O que fazer
Substitua "médico" por "ginecologista" na parte do texto sobre a legalização do aborto que se inicia com as palavras "Para Cristião Rosas, presidente" e se encerra com "afirma o médico.", e escreva essa parte novamente com a troca feita.

Trecho do documento
+--

Maria José afirma que a legalização não vai causar uma procura maior pelo recurso. Para ela, as consequências de um aborto feito em condições dignas não são nada perto das de uma gravidez indesejada levada adiante. “A ilegalidade não previne nenhum aborto. Quando uma mulher decide, ela faz”, diz. Segundo ela, discutir a ampliação da legalização do aborto só tem pontos positivos.
“Com a possibilidade de abordar legalmente em mais situações, teremos menos mulheres mortas ou aleijadas por isso, pois só assim elas terão acesso aos recursos necessários. Em vez de penalizar uma mulher por um aborto, deveríamos questioná-la sobre os motivos pelos quais ela quer ser mãe. No entanto, trata-se a maternidade como necessária, óbvia e automática, como se não houvesse um depois, que é a vida inteira do ser humano que vai nascer”, diz.
Segundo a última pesquisa feita pelo Instituto de Bioética, Direitos Humanos e Gênero (Anis), da UnB (Universidade de Brasília), em 2010, mais de uma a cada cinco mulheres alfabetizadas, que têm entre 18 e 39 anos, já praticaram pelo menos um aborto. Cerca de metade delas teve de ser internada por conta de complicações, como perfuração do útero. A prática é mais comum entre aquelas com menor escolaridade (23%), enquanto o percentual das que já concluíram o ensino médio é de 12%.
Para Cristião Rosas, presidente da comissão de violência sexual da Febrasgo (Federação Brasileira das Associações de Ginecologia e Obstetrícia), o aborto instiga questões morais e religiosas e todas as opiniões devem ser levadas em consideração. Porém, como médico, ele diz que o mais difícil de encarar é o fato das mulheres mais vulneráveis, como adolescentes e com nível sociocultural baixo, serem as mais atingidas pelas piores consequências, já que as que têm condições financeiras podem recorrer a clínicas, dentro e fora do país, capazes de fazer o procedimento sem grandes traumas físicos.
“Respeito a opinião do deputado. Mas, acima de tudo, acredito que as pessoas precisam entender que não se trata de um caso de polícia, de penalização da mulher. Já temos evidências que comprovam isso. A descriminalização não vai impor o aborto a ninguém”, afirma o médico.
“Temos de deixar a mulher livre para decidir sobre a sua vida. Em algum momento, o Brasil precisará avançar em relação ao assunto, pois impor a todas as pessoas uma visão baseada apenas na religião não é justo, não é democrático”, diz ele, que também é fundador da Global Doctors for Choice no Brasil, uma rede médica pelo direito de decidir.
Legalização do aborto X criminalidade no país
Inspirado pelo economista norte-americano Steven Levitt, que relacionou a queda da criminalidade nos Estados Unidos à legalização do aborto, o brasileiro Gabriel Hartung, em 2009, que à época era mestrando em economia, teve sua tese na FGV (Fundação Getúlio Vargas) aprovada quando sugeriu que, aqui no Brasil, o fenômeno seria equivalente.
As estimativas do trabalho de Levitt mostraram que de 25% a 40% da redução da criminalidade dos EUA foi resultado do fim da proibição do aborto, implantada em 1973.
O artigo do brasileiro, disponível na biblioteca online da FGV, explica os fatores demográficos mais determinantes para a criminalidade 20 anos mais tarde no Brasil, usando dados dos municípios de São Paulo e de outros estados do país. E foram eles: a taxa de fecundidade, a porcentagem de mães adolescentes e a de crianças criadas sem o pai. O estudo concluiu que esses motivos são relevantes para explicar a variação de crimes violentos e contra o patrimônio.
Assim, segundo a tese, ter a chance de realizar um aborto em condições legais diminuiria a criminalidade 20 anos depois da legalização, pois, de acordo com as evidências colhidas pelo economista, a fração de jovens filhos de mãe solteira e/ou adolescente está relacionada às taxas de criminalidade.

+--

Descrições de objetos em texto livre
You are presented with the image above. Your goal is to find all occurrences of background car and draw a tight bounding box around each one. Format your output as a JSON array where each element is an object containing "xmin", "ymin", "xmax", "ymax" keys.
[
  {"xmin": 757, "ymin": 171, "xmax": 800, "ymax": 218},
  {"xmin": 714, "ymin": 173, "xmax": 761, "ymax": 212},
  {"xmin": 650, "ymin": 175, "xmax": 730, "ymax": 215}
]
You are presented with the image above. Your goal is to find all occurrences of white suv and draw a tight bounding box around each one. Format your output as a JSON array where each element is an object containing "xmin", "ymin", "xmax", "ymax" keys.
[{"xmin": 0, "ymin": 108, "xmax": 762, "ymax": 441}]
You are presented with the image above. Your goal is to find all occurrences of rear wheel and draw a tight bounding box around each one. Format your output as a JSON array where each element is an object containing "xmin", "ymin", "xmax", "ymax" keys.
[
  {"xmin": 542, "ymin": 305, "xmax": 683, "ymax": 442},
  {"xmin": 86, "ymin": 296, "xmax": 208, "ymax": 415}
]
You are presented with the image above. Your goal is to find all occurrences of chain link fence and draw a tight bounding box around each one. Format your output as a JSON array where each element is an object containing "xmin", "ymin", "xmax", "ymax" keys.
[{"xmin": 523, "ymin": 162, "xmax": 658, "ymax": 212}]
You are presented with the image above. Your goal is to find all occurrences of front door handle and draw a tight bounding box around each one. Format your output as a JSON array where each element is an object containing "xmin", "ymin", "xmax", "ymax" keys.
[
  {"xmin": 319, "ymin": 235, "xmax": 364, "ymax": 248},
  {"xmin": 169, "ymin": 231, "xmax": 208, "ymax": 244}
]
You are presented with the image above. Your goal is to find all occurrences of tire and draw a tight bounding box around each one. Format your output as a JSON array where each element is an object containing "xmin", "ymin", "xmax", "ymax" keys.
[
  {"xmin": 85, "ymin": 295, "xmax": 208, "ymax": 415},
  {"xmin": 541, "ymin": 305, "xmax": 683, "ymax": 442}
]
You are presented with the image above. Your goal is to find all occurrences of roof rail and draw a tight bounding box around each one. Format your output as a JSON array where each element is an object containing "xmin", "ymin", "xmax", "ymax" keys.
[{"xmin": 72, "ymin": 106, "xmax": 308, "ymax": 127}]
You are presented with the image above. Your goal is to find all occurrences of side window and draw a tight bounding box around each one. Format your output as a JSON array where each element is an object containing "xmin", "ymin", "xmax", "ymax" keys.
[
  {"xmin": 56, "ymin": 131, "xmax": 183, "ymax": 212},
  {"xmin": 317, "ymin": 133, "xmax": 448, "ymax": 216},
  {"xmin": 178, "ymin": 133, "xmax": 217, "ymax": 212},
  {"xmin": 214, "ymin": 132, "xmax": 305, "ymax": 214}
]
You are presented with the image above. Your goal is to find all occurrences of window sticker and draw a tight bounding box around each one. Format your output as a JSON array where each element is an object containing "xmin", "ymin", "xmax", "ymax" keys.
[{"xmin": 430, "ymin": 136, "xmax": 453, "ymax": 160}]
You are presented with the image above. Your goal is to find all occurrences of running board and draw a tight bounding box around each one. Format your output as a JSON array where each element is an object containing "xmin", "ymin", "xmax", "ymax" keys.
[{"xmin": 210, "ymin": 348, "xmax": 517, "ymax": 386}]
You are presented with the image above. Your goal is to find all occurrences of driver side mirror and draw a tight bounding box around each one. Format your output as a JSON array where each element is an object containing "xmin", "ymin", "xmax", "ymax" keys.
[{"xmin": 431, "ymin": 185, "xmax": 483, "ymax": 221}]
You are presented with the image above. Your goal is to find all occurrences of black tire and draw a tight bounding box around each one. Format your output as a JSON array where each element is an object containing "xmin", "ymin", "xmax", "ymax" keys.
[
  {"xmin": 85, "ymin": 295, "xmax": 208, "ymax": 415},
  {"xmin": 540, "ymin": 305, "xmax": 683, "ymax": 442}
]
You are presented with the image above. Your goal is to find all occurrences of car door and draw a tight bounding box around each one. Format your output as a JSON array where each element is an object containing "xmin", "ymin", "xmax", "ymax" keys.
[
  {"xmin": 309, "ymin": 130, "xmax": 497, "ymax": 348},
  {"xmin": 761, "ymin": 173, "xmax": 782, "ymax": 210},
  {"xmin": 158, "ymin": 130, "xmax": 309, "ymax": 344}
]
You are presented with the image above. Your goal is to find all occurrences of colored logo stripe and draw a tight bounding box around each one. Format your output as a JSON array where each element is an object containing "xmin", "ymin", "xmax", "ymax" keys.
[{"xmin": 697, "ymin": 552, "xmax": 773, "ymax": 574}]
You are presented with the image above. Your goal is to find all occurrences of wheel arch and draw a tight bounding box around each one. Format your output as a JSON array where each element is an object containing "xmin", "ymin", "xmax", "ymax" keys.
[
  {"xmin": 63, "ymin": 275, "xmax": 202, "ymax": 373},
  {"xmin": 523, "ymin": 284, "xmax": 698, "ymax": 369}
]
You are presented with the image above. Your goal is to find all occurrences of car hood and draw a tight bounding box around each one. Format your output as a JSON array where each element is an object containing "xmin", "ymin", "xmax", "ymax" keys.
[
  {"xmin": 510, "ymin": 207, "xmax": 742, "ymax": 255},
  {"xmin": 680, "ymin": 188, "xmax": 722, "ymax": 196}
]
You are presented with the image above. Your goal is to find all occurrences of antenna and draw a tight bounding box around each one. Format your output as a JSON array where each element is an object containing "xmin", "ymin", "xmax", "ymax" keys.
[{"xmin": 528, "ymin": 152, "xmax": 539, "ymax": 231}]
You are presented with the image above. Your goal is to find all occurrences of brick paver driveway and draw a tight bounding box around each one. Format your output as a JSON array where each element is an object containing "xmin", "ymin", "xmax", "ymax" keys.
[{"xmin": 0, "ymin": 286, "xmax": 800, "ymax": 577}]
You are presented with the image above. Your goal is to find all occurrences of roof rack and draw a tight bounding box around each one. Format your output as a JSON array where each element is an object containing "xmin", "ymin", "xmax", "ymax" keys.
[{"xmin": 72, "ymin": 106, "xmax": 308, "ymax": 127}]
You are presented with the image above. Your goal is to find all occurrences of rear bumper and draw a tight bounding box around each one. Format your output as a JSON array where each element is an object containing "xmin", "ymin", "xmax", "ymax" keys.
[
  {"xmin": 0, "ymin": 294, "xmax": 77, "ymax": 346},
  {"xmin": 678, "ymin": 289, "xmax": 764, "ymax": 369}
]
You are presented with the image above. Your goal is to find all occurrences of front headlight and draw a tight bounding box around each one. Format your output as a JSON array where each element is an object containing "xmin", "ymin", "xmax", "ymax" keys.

+--

Resultado do exercício
Para Cristião Rosas, presidente da comissão de violência sexual da Febrasgo (Federação Brasileira das Associações de Ginecologia e Obstetrícia), o aborto instiga questões morais e religiosas e todas as opiniões devem ser levadas em consideração. Porém, como ginecologista, ele diz que o mais difícil de encarar é o fato das mulheres mais vulneráveis, como adolescentes e com nível sociocultural baixo, serem as mais atingidas pelas piores consequências, já que as que têm condições financeiras podem recorrer a clínicas, dentro e fora do país, capazes de fazer o procedimento sem grandes traumas físicos.
“Respeito a opinião do deputado. Mas, acima de tudo, acredito que as pessoas precisam entender que não se trata de um caso de polícia, de penalização da mulher. Já temos evidências que comprovam isso. A descriminalização não vai impor o aborto a ninguém”, afirma o ginecologista.